Desafio – Você pode retomar o texto sobre a ferrovia e continuá-lo a partir da frase em que ele termina?

Texto do documento –
++++++
Mas a ferrovia é também um mundo de coisas que se opõem ao movimento, que oferecem resistência. Coisas feitas para ficar, não disponíveis à manipulação. Elas têm peso, inércia, exigem grande esforço. Aqui nada tem a leveza e a transitoriedade dos objetos atuais. Tudo é feito para mover muitas toneladas. Puxar, empurrar: trabalho sempre reiterado. É o mundo ferroviário: transporte feito por tração.
Nos pátios ferroviários, máquinas e instalações parecem orgânicas. Corroídas, cobertas de poeira, desmembradas, elas se fundem com os tijolos das paredes. Uma pátina recobre tudo por igual. O tempo parece ter petrificado aqueles rolamentos. Locomotivas e vagões, abandonados, enferrujados, depredados, jazem imóveis. A maquinaria da era industrial transforma-se numa forma geológica. O musgo e a hera que brotam de todos os interstícios completam o trabalho do tempo, integrando aquele símbolo da potência transformadora do homem em mais um relevo da paisagem natural.
++++++
Entradas de um conjunto de anotações por pontos –
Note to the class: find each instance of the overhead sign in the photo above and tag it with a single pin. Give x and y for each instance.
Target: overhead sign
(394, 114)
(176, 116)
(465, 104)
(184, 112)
++++++
Exercício resolvido –
A estrada de ferro corta a cidade como uma cicatriz. Um percurso que se faz numa área esquecida, para a qual a cidade deu as costas. Viagem por um mundo em suspensão. Apesar da passagem do trem, reina a mais completa imobilidade. Estes espaços estão à espera de que alguma coisa aconteça. Aqui o passado está aguardando o futuro. Uma extraordinária quietude envolve esses lugares.
Antes de iniciarem-se as reformas de Paris, conduzidas por Haussmann -arrasando quarteirões inteiros de pequenas construções e ruelas estreitas para abrir amplos bulevares, acelerando o trânsito e ampliando suas dimensões arquitetônicas-, passou-se a retratar a cidade como um campo de ruínas. Há muito já se estava aceitando a idéia de um grande e inevitável expurgo da paisagem urbana. Daí o aparecimento, a um só tempo, de vários retratos de Paris como uma cidade abandonada e destruída.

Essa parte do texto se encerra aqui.